#### Available data ####
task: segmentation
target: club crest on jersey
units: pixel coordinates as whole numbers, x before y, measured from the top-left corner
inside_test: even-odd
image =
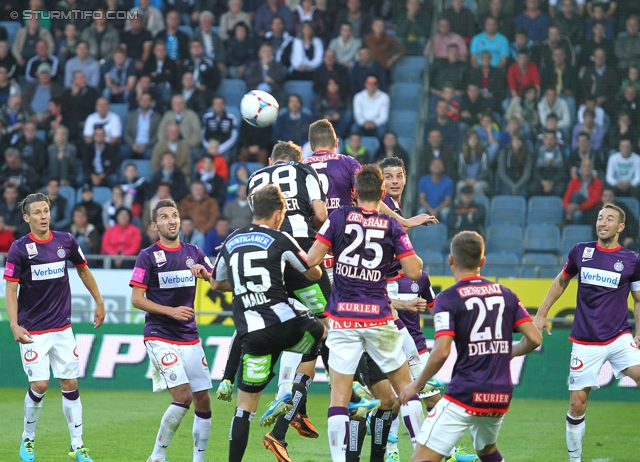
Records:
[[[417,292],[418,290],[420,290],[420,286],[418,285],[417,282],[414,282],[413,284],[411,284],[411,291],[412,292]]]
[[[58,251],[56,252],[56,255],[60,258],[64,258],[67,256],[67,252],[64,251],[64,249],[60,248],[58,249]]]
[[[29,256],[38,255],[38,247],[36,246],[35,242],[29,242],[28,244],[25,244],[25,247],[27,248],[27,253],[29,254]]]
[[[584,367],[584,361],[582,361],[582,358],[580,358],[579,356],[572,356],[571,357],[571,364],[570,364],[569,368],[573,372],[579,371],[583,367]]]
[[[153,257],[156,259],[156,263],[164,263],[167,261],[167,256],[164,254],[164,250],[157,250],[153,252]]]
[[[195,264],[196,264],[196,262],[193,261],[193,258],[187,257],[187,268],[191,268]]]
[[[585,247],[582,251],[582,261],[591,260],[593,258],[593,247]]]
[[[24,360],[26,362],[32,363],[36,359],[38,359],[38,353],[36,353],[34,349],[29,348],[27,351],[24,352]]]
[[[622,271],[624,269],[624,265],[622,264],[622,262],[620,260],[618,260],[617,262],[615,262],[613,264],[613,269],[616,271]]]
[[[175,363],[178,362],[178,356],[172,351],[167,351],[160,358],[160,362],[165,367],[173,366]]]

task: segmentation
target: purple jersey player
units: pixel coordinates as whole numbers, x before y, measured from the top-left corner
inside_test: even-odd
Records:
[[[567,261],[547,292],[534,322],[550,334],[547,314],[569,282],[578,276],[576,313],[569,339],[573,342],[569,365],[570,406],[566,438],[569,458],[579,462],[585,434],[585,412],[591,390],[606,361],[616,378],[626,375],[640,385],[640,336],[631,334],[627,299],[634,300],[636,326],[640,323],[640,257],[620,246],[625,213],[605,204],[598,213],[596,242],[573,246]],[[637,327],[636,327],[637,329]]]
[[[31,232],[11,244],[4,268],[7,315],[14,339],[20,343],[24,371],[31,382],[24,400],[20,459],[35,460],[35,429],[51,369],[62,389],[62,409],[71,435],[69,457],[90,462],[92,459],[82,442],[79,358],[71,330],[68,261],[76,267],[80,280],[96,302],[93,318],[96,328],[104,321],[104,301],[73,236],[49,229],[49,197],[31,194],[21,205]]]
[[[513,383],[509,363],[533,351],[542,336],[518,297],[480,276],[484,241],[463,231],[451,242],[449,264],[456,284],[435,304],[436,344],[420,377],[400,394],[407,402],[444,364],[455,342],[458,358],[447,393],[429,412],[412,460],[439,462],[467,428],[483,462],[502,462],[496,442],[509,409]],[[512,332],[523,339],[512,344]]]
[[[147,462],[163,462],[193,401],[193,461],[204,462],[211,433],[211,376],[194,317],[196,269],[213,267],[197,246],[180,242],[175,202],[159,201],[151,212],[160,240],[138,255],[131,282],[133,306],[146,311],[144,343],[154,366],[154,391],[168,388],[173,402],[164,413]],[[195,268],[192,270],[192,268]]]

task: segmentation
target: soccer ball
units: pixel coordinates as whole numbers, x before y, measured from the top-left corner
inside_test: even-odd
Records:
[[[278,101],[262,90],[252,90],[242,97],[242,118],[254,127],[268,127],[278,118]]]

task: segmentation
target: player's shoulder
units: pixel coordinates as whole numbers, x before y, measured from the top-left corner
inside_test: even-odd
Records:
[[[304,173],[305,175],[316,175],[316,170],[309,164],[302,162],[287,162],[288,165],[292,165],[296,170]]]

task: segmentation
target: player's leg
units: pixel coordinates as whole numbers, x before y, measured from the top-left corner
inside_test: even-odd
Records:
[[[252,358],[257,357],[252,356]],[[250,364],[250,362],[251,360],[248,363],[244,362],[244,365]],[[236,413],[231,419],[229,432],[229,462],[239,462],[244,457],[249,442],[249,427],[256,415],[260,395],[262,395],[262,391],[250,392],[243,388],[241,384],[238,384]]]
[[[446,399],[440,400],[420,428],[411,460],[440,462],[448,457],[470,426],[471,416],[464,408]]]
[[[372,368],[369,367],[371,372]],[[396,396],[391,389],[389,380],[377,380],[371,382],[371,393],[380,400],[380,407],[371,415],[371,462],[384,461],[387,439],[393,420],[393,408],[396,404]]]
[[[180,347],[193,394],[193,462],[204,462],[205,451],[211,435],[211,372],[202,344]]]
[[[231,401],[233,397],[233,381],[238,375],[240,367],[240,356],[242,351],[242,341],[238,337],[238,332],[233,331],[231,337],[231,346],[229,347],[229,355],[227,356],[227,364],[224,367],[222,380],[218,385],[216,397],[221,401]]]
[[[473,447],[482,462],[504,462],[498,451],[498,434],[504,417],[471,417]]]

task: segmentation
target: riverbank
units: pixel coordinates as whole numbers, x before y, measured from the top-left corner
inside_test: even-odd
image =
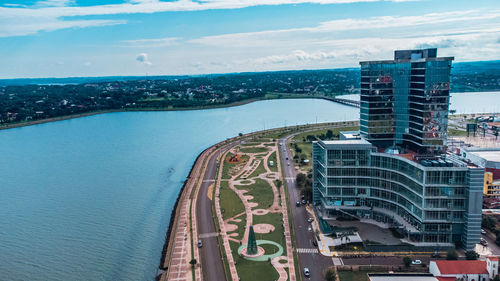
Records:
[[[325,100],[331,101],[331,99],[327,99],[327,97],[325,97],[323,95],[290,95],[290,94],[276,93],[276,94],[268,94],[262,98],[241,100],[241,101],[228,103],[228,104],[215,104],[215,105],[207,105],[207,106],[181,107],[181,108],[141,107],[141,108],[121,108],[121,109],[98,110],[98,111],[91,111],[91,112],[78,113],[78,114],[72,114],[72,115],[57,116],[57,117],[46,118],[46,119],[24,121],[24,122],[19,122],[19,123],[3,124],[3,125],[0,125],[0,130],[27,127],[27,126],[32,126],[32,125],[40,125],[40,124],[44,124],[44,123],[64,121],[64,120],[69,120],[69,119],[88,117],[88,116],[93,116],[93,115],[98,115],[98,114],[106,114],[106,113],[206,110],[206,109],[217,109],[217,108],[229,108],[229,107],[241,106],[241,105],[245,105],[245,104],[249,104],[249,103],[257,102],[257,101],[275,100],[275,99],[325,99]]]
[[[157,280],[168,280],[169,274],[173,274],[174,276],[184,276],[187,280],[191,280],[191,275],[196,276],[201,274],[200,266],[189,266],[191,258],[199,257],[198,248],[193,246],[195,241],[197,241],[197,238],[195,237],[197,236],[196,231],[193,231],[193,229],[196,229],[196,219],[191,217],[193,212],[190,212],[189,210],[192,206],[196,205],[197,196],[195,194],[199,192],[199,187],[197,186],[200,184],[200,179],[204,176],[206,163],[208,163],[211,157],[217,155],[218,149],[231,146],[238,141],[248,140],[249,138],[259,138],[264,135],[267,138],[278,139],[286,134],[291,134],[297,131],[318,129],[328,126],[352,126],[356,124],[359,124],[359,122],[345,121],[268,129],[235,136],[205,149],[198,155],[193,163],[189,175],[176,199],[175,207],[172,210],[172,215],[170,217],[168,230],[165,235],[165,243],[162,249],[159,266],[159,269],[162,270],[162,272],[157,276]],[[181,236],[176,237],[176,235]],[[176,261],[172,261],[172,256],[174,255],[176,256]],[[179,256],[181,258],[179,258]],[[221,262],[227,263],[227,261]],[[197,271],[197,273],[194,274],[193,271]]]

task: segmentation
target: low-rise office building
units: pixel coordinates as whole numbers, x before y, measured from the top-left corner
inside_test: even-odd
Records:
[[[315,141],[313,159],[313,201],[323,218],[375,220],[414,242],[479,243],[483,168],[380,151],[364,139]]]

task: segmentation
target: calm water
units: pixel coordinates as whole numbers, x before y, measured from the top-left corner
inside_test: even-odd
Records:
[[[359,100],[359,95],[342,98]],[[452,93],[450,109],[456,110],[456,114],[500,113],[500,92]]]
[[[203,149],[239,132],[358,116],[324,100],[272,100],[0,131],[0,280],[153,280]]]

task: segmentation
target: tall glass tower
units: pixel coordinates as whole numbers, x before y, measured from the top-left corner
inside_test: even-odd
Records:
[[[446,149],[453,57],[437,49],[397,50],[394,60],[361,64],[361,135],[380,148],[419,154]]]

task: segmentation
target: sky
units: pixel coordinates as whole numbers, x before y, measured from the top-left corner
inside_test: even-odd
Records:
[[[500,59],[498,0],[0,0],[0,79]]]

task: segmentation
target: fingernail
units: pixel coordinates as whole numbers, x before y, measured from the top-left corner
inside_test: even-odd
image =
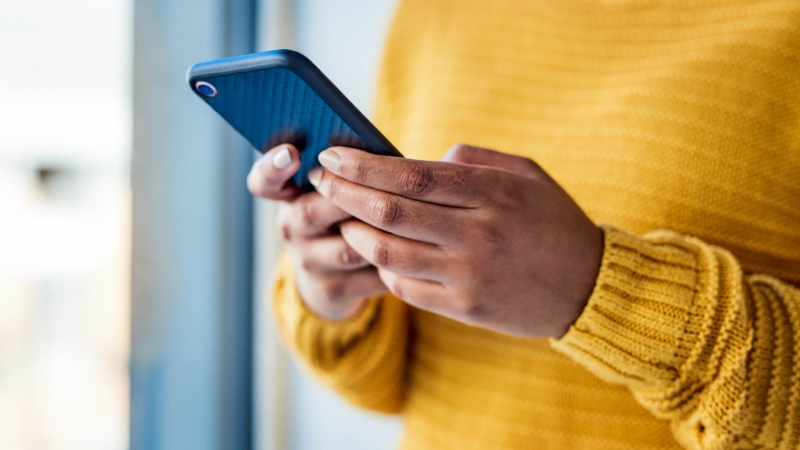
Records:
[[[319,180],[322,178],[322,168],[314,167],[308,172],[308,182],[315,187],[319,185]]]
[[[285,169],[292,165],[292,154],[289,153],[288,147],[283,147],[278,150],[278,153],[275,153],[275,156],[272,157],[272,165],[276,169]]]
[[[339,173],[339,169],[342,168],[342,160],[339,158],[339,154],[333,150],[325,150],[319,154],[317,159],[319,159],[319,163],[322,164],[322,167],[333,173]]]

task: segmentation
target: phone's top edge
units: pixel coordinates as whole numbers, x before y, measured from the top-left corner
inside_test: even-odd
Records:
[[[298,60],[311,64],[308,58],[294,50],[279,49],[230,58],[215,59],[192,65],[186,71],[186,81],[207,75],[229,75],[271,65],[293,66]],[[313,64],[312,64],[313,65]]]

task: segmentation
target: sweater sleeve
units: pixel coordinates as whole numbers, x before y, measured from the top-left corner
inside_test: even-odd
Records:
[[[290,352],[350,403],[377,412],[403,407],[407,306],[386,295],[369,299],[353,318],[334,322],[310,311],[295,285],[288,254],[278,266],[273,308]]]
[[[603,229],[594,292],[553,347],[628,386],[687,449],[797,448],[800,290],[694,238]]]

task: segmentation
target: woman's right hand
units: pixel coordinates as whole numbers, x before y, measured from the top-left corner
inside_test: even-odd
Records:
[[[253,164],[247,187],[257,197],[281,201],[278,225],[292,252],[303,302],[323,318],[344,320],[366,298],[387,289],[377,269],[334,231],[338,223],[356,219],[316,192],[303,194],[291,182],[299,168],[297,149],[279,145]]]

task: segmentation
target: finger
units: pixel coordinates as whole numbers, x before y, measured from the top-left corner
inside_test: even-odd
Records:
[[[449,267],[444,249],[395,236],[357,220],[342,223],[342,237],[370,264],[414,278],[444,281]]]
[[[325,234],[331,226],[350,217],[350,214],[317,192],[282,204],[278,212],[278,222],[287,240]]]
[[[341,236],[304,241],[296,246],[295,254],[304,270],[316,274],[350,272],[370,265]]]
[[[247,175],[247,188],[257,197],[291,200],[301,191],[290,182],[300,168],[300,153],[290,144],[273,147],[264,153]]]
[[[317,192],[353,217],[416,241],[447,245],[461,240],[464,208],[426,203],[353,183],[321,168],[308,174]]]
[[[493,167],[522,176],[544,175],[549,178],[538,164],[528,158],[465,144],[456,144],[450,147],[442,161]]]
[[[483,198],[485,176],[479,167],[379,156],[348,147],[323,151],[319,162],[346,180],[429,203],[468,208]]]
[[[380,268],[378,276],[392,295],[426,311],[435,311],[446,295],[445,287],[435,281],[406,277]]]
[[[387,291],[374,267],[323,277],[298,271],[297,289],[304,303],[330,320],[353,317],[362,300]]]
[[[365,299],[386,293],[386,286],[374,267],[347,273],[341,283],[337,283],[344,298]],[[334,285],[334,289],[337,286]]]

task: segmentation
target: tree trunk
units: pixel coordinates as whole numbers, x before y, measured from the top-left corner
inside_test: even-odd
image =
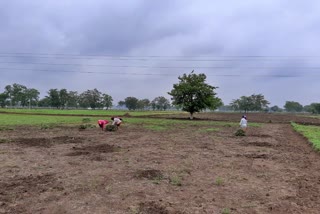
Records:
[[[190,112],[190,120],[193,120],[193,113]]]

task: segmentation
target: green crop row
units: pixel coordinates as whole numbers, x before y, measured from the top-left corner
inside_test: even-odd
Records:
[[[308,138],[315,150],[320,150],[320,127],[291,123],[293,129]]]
####
* **Action item**: Reproduce all lines from the records above that include the word "player".

* **Your solution**:
target: purple jersey player
target: player's shoulder
target: player's leg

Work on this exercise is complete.